* Do this *
Copy word for word the lines of the listing below that run between the line holding "the white balcony" and the line holding "column 249, row 239", inclusive.

Point annotation dataset records
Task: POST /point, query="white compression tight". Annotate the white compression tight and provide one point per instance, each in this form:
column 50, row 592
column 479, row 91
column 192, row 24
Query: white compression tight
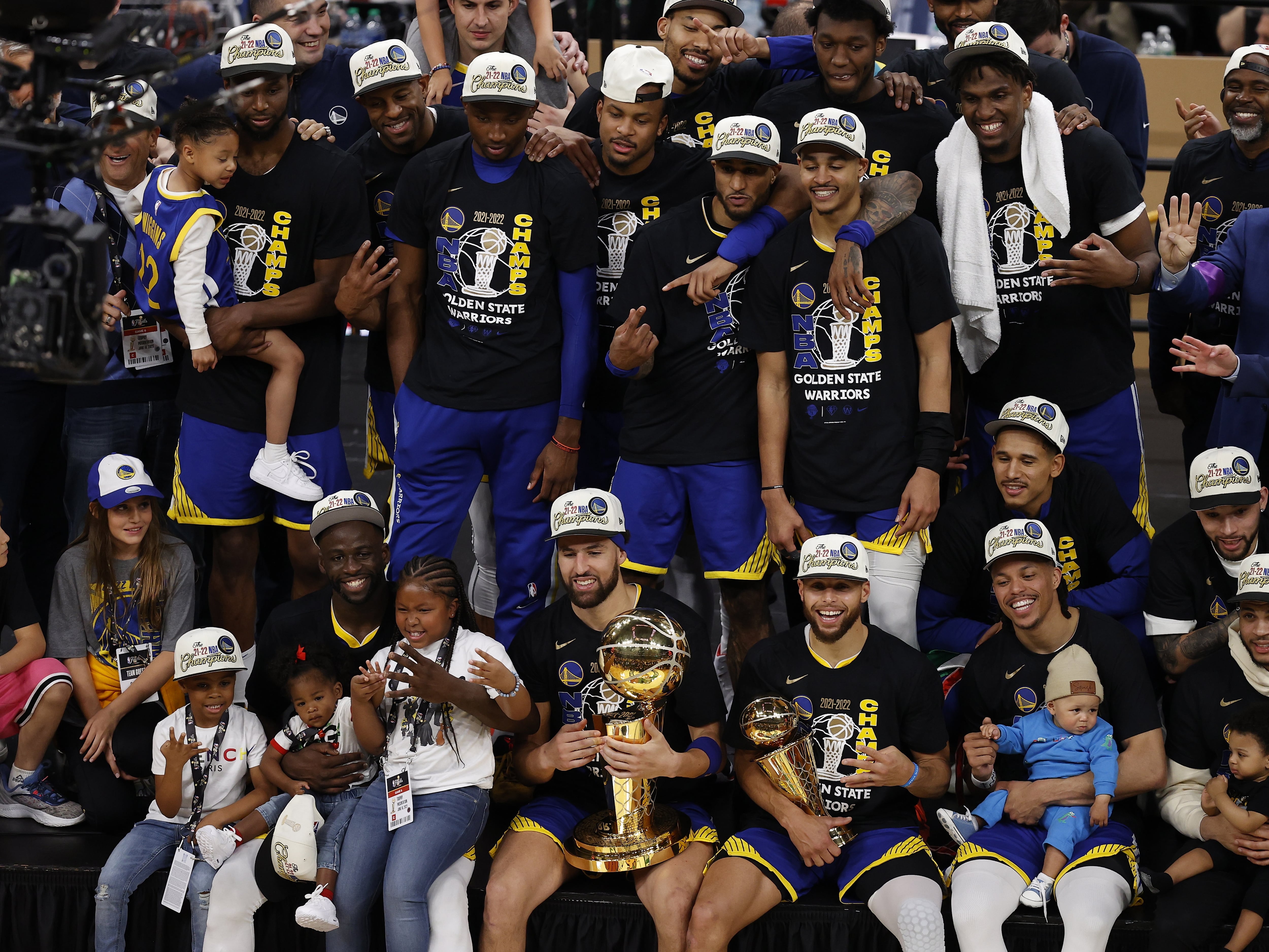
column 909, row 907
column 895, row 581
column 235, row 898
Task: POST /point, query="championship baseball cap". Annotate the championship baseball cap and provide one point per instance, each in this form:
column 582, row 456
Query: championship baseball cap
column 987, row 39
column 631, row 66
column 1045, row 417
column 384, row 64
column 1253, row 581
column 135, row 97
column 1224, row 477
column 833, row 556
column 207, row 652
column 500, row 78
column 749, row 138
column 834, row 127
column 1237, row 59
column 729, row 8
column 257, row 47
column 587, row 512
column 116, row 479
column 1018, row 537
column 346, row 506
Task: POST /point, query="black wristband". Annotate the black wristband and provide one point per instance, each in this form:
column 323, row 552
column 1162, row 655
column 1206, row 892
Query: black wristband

==

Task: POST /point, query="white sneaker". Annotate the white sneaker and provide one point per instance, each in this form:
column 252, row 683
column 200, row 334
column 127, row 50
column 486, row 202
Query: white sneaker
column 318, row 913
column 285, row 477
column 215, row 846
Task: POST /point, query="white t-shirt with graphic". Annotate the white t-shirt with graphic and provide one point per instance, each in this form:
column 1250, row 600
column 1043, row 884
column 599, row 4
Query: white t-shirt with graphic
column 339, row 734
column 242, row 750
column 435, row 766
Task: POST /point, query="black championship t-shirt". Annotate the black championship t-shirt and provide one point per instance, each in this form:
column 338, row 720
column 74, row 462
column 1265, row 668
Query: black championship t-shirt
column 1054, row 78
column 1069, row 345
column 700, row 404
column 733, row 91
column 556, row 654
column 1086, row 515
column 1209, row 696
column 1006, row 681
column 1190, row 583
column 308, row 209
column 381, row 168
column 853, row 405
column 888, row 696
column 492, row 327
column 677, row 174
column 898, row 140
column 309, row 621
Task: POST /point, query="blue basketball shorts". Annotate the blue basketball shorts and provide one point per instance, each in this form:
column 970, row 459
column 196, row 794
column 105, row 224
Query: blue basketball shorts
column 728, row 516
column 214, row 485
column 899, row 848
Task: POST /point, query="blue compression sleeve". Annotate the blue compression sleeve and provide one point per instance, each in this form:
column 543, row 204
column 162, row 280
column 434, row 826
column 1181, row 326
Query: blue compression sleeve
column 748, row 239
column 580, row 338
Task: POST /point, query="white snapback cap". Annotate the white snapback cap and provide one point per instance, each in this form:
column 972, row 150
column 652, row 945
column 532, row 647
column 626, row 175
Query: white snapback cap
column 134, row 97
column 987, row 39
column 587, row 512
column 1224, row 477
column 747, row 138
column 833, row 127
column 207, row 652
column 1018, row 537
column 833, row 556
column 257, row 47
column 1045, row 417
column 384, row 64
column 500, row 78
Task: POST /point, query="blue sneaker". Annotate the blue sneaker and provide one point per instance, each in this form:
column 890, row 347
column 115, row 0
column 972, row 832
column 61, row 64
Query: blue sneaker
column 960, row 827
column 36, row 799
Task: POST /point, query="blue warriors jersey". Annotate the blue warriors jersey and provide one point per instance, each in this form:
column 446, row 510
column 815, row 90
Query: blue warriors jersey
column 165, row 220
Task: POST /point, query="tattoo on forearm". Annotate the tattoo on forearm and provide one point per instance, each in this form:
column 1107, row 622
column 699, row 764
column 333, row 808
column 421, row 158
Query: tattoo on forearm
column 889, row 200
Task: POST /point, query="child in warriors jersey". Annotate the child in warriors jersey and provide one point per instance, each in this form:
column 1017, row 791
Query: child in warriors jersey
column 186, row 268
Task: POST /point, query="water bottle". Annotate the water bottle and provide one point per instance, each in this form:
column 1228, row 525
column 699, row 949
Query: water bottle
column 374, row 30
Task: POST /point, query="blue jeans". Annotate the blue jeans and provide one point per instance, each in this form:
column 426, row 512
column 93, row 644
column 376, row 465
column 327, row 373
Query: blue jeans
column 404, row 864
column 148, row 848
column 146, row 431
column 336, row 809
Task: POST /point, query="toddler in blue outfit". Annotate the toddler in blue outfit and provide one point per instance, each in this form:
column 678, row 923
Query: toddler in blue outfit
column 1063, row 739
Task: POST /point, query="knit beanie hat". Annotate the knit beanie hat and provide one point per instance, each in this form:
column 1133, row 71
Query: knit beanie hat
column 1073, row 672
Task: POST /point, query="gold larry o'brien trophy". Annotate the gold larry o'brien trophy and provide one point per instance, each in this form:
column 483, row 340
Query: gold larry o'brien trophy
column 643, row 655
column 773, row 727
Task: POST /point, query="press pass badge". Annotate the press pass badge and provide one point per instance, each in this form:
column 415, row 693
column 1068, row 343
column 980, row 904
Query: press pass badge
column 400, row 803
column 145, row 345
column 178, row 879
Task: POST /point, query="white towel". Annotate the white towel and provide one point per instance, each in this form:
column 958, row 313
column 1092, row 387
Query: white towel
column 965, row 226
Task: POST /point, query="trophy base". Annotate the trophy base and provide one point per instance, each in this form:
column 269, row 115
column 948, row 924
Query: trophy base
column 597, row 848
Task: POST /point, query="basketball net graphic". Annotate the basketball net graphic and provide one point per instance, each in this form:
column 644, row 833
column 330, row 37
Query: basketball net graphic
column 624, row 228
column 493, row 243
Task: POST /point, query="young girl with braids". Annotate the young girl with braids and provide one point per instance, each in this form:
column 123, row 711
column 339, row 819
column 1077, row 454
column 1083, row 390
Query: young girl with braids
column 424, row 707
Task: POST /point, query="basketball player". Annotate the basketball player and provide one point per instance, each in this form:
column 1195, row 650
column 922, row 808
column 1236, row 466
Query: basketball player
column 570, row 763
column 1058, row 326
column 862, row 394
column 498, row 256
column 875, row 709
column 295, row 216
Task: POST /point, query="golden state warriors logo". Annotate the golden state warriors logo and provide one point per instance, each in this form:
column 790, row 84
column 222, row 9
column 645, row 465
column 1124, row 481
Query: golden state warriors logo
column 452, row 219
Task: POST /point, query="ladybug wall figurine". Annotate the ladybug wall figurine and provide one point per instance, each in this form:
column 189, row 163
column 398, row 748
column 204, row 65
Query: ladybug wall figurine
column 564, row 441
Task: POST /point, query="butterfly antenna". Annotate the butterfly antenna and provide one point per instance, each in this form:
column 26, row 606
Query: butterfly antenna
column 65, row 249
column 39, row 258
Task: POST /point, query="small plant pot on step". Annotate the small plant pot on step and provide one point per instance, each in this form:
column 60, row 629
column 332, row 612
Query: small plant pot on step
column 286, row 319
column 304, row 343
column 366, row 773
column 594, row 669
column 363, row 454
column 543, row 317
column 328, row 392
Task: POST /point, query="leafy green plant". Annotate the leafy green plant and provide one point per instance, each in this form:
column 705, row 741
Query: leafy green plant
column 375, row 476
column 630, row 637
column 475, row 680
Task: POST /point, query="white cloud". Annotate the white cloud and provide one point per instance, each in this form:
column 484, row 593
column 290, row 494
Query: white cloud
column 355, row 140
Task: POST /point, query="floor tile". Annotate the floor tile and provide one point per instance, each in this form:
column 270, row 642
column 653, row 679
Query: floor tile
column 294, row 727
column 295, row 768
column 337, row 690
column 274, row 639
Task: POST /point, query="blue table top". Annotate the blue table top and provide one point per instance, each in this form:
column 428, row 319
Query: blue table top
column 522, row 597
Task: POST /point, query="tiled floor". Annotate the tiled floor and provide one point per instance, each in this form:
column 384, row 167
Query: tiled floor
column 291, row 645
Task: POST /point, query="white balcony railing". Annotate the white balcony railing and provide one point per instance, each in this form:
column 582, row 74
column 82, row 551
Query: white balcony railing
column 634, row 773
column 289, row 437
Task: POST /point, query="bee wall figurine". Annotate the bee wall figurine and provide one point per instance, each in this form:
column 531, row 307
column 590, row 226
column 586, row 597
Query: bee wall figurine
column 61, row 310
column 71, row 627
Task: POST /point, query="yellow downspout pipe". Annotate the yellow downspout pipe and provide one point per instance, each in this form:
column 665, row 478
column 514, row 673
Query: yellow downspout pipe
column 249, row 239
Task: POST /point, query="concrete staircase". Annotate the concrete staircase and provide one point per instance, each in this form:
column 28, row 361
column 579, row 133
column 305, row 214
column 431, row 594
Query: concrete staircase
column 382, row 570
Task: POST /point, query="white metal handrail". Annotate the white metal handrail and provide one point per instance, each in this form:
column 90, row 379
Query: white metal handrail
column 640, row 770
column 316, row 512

...

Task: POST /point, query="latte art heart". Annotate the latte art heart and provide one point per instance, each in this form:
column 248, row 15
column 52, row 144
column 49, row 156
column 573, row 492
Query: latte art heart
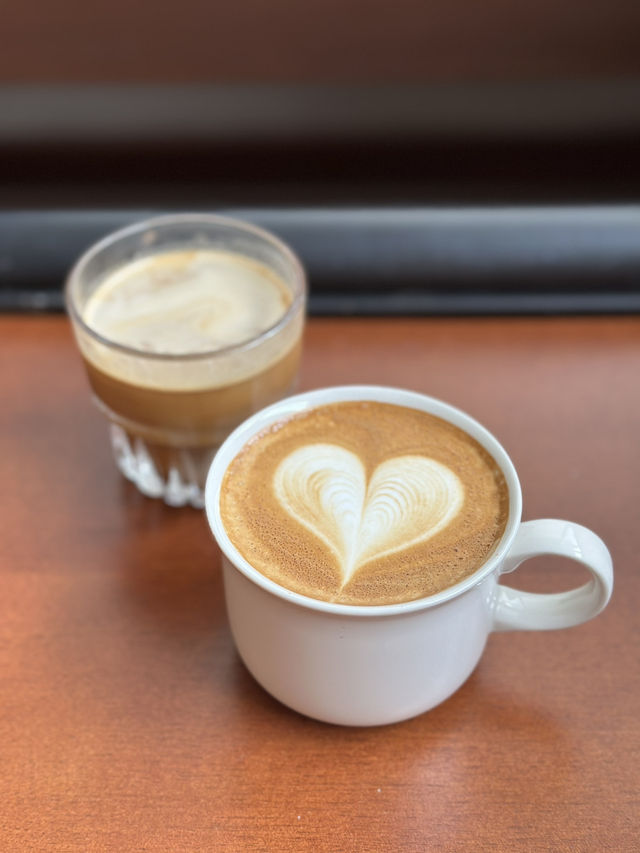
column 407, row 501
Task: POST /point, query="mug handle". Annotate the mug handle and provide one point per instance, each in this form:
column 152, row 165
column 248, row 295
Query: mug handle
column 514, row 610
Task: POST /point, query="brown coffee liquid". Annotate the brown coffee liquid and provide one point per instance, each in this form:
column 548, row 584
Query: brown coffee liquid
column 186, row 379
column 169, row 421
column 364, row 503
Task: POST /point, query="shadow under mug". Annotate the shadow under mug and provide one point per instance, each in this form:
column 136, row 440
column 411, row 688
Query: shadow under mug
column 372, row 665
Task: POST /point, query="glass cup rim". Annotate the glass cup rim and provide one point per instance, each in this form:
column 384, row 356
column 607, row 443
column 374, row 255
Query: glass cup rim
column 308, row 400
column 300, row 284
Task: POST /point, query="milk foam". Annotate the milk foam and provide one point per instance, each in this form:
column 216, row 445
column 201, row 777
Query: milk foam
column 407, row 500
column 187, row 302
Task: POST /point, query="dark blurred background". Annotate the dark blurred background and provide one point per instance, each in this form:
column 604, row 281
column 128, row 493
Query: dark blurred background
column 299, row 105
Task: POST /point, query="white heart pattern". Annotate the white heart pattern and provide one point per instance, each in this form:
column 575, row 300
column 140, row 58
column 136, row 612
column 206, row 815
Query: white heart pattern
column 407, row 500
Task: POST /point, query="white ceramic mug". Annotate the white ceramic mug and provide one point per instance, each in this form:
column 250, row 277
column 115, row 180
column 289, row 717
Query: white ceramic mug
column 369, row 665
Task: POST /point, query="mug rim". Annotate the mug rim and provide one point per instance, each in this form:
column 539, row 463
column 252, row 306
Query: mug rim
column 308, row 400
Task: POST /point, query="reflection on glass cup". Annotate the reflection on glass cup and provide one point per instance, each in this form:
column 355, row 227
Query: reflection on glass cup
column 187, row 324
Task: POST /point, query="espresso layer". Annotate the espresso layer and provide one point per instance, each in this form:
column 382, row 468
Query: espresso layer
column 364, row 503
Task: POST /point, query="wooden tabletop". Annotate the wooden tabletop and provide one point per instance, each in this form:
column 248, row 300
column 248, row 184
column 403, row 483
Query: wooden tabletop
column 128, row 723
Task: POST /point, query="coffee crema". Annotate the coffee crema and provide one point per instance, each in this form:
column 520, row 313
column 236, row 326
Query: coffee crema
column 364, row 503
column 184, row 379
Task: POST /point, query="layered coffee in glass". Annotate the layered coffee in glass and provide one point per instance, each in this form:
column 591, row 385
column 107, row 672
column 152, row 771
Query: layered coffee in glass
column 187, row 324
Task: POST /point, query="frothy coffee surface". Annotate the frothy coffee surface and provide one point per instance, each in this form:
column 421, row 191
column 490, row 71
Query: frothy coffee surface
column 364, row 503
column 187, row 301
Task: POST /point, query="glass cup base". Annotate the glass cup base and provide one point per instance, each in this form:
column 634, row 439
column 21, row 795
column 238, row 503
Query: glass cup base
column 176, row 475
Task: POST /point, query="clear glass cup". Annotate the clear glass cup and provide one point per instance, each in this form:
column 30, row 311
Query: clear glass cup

* Output of the exercise *
Task: POST /point, query="white balcony railing". Annotate the white balcony railing and provide one point per instance, each in this form:
column 582, row 74
column 82, row 551
Query: white balcony railing
column 634, row 773
column 289, row 437
Task: POST /point, query="bee wall figurine". Annotate the bee wall figurine and provide one point per instance, each in this form:
column 531, row 307
column 590, row 226
column 586, row 597
Query: bee wall figurine
column 61, row 310
column 71, row 627
Task: POST /point, query="yellow downspout pipe". Annotate the yellow downspout pipe and provide one point per instance, each in this form:
column 665, row 478
column 514, row 673
Query: yellow downspout pipe
column 249, row 239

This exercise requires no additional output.